## STATED GOAL
Write the next part of the appeals court opinion below on terminating a father's parental rights, picking up after its last sentence.

## TEXT BLOCK

Colorado Court of Appeals, 2022

Peo in Interest of GM

Peo in Interest of GM
Colorado Court of Appeals · Decided January 20, 2022

Peo in Interest of GM

Opinion

21CA0465 Peo in Interest of GM 01-20-2022
COLORADO COURT OF APPEALS
Court of Appeals No. 21CA0465
Mesa County District Court No. 19JV198
Honorable Lance P. Timbreza, Judge
The People of the State of Colorado,
Appellee,
In the Interest of G.M. and A.M., Children,
and Concerning B.M.,
Appellant.
JUDGMENT AFFIRMED
Division IV
Opinion by JUDGE RICHMAN
Tow and Grove, JJ., concur
NOT PUBLISHED PURSUANT TO C.A.R. 35(e)
Announced January 20, 2022
Todd Starr, County Attorney, Jeremy Savage, Chief Deputy County Attorney,
Grand Junction, Colorado, for Appellee
Garrett Forsgren, Guardian Ad Litem
Ainsley Bochniak, Office of Respondent Parents’ Counsel, Denver, Colorado, for
Appellant
1
¶ 1 B.M. (father) appeals the judgment terminating the
parent-child legal relationship with his children. We affirm.
I. Background
¶ 2 The Mesa County Department of Human Services filed a
petition in dependency and neglect regarding then-eleven-year-old
G.M. and then-nine-year-old A.M. (the children). The Department
alleged concerns about substance abuse, mental health, and
domestic violence. The Department also alleged that father was
incarcerated.
¶ 3 The juvenile court adjudicated the children dependent and
neglected. The court then adopted a treatment plan for father.
¶ 4 The Department later moved to terminate father’s parental
rights. Fourteen months after the petition was filed and following a
hearing, the juvenile court granted the motion.
II. Termination of Parental Rights
A. General Law
¶ 5 The juvenile court may terminate parental rights if it finds, by
clear and convincing evidence, that (1) the child has been
adjudicated dependent and neglected; (2) the parent has not
complied with an appropriate, court-approved treatment plan or the
2
plan has not been successful; (3) the parent is unfit; and (4) the
parent’s conduct or condition is unlikely to change within a
reasonable time. § 19-3-604(1)(c), C.R.S. 2021; People in Interest of
C.H., 166 P.3d 288, 289 (Colo. App. 2007).

## DATASET RECORDS
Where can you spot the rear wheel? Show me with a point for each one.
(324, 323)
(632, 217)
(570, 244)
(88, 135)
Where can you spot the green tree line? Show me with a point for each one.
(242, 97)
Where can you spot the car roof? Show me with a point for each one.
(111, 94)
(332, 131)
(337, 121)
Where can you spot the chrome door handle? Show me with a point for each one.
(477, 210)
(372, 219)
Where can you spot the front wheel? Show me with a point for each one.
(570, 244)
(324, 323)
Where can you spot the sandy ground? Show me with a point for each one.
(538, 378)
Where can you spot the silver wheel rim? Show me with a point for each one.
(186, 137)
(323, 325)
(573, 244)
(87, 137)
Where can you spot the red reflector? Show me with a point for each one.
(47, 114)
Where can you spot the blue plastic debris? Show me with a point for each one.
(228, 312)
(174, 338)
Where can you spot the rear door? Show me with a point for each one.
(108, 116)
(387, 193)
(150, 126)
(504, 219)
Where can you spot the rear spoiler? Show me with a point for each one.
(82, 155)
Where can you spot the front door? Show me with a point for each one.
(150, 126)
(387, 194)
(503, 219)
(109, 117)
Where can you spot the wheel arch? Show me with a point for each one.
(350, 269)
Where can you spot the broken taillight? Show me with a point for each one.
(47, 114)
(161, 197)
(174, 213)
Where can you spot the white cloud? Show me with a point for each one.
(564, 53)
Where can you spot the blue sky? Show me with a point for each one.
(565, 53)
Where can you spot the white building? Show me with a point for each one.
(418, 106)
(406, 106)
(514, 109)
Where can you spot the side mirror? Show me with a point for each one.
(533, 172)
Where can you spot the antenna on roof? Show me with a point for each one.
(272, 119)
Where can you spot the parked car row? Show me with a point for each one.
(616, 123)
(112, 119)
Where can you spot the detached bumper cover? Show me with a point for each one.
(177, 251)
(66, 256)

## EXPECTED ANSWER
¶ 6 Whether a juvenile court properly terminated parental rights
presents a mixed question of fact and law because it involves
application of the termination statute to evidentiary facts. People in
Interest of A.M. v. T.M., 2021 CO 14, ¶ 15. “We review the juvenile
court’s findings of evidentiary fact — the raw, historical data
underlying the controversy for clear error and accept them if they
have record support.” People in Interest of S.R.N.J-S., 2020 COA 12,
¶ 10. But we review de novo the juvenile court’s legal conclusions
based on those facts including its conclusion that the
Department made reasonable efforts to rehabilitate the parent and
reunify the family under section 19-3-604(2)(h). See S.R.N.J-S.,
10.
B. Reasonable Efforts
¶ 7 Father contends that the juvenile court erred by finding that
the Department made reasonable efforts to rehabilitate him.
3
Specifically, he asserts that the Department failed to help him with
domestic violence treatment. We discern no basis for reversal.
¶ 8 In determining whether a parent is unfit, the juvenile court
must consider whether the Department made reasonable efforts to
reunify the family. § 19-3-604(2)(h), (k)(III); see also §§ 19-3-100.5,
19-3-208, C.R.S. 2021 (requiring the state to make reasonable
efforts to reunite the family when appropriate).
¶ 9 Among the efforts required under section 19-3-208 are
screening, assessments, and individual case plans for the provision
of services; home-based family and crisis counseling; information
and referral services to available public and private assistance
resources; visitation services for parents with children in
out-of-home placement; and placement services including foster
care and emergency shelter. § 19-3-208(2)(b).
¶ 10 Section 19-3-208 also lists other services that should be made
available if such a service is determined necessary and appropriate
by the case plan and there is adequate funding for it.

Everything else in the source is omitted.